* **Set exercise**: Beginning with the line where "For each instance of the boy in" appears, restate the lines word for word through the last one in the listing.

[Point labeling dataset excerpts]
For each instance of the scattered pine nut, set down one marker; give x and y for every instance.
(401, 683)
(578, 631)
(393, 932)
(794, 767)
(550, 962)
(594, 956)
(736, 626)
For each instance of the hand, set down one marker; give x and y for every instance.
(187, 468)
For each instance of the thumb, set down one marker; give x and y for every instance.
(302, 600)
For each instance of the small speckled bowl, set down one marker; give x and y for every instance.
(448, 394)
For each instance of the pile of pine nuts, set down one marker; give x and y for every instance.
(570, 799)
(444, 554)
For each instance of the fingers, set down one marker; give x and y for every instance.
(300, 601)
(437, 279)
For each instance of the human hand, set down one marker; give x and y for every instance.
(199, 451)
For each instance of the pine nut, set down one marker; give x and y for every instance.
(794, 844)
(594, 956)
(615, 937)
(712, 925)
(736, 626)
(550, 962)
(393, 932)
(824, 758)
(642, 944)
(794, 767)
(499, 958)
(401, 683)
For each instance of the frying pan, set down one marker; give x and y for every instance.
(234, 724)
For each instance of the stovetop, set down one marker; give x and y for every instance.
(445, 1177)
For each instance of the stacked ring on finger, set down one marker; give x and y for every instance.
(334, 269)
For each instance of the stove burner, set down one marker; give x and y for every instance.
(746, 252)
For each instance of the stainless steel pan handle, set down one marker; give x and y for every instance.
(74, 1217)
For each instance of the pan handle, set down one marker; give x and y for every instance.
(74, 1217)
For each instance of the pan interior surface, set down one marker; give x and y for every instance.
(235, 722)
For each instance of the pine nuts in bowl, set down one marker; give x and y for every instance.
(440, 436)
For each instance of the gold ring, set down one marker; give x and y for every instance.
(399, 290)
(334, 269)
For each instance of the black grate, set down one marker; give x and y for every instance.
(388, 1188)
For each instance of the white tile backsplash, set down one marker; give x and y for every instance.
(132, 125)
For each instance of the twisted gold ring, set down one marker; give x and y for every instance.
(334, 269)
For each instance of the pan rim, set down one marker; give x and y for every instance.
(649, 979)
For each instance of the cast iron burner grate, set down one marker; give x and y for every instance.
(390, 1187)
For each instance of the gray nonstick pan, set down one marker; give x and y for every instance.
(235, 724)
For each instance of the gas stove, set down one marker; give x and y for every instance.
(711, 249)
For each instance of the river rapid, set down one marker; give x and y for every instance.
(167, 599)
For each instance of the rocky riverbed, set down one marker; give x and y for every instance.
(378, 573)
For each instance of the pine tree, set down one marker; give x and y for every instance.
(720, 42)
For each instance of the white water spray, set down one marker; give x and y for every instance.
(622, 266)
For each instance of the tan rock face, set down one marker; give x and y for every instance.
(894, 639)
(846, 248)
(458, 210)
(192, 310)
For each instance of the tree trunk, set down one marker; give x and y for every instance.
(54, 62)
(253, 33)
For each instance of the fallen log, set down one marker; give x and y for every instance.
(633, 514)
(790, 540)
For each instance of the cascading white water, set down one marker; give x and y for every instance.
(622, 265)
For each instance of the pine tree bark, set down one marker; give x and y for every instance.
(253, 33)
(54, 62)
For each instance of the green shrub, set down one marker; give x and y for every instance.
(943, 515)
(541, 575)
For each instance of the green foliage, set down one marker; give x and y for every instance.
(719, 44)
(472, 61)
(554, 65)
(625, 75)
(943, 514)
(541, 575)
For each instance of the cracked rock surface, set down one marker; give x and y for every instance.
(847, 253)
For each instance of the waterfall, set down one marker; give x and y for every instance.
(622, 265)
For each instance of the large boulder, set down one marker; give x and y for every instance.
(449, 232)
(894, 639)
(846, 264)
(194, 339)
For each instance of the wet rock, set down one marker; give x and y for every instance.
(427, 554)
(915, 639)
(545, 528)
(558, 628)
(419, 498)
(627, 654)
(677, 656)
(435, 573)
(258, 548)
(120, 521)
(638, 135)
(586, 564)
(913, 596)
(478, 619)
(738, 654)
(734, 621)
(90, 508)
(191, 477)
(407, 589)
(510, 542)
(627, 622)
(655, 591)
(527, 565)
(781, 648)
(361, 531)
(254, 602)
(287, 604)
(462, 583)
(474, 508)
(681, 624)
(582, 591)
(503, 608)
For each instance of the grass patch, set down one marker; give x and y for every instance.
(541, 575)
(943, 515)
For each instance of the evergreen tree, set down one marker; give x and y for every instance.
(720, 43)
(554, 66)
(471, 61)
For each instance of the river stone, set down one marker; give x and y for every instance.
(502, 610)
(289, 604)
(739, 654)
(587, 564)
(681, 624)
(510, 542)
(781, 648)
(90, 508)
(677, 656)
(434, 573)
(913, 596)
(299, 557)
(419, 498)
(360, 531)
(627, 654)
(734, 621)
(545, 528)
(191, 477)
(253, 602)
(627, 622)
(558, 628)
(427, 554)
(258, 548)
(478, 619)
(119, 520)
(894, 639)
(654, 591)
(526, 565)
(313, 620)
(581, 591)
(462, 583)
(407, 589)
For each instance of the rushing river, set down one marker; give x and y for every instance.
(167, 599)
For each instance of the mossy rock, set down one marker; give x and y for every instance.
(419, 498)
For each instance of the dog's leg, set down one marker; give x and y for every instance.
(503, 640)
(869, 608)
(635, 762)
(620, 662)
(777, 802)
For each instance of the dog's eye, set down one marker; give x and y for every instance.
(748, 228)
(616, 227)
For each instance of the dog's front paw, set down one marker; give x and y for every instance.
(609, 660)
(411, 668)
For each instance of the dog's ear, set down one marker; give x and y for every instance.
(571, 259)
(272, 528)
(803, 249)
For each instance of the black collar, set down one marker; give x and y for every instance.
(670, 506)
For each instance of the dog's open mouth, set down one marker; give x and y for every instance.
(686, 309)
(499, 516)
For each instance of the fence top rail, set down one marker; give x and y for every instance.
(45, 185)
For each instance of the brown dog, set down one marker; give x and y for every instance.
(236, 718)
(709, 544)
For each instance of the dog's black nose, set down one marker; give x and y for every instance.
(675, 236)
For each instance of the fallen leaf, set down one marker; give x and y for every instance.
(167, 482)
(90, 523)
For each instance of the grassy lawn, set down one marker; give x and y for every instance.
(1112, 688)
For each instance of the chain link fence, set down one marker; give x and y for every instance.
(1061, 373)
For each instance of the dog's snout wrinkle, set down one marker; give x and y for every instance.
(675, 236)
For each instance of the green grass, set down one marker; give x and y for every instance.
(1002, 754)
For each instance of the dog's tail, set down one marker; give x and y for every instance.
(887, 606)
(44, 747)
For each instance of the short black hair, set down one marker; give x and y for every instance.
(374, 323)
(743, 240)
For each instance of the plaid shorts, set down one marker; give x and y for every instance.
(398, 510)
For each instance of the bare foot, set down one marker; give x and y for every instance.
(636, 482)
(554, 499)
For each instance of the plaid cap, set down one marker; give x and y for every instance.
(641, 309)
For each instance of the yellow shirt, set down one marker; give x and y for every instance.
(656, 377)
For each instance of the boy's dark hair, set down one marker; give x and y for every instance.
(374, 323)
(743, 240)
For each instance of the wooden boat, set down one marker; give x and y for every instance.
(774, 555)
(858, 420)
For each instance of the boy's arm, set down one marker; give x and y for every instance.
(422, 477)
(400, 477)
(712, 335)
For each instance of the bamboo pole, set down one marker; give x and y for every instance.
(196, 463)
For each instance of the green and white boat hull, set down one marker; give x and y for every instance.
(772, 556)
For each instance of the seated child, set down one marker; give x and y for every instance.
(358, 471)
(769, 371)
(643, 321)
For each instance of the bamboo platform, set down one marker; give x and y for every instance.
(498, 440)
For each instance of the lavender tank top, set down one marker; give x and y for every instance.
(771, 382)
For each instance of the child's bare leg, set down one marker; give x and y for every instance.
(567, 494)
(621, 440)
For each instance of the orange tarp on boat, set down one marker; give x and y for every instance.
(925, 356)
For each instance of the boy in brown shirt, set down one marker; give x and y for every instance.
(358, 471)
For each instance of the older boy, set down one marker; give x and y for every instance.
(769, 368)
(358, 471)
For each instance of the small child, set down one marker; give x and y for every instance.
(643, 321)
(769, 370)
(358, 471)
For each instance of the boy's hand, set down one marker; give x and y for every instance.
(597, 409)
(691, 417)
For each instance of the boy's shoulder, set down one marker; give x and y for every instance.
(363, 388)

* **Exercise response**:
For each instance of the boy in brown shirt, set down one marker; give x and y for every instance.
(358, 471)
For each instance of the older boy, set down one marker; give x and y for every instance.
(769, 368)
(358, 471)
For each instance of the small child, set down one marker; give x and y for every instance.
(643, 321)
(769, 370)
(358, 471)
For each instance of the boy's hand, set down one marker; give x and y for every instance.
(597, 409)
(691, 417)
For each instance of the boy's shoulder, set down one marker; give x and y for every instance.
(363, 388)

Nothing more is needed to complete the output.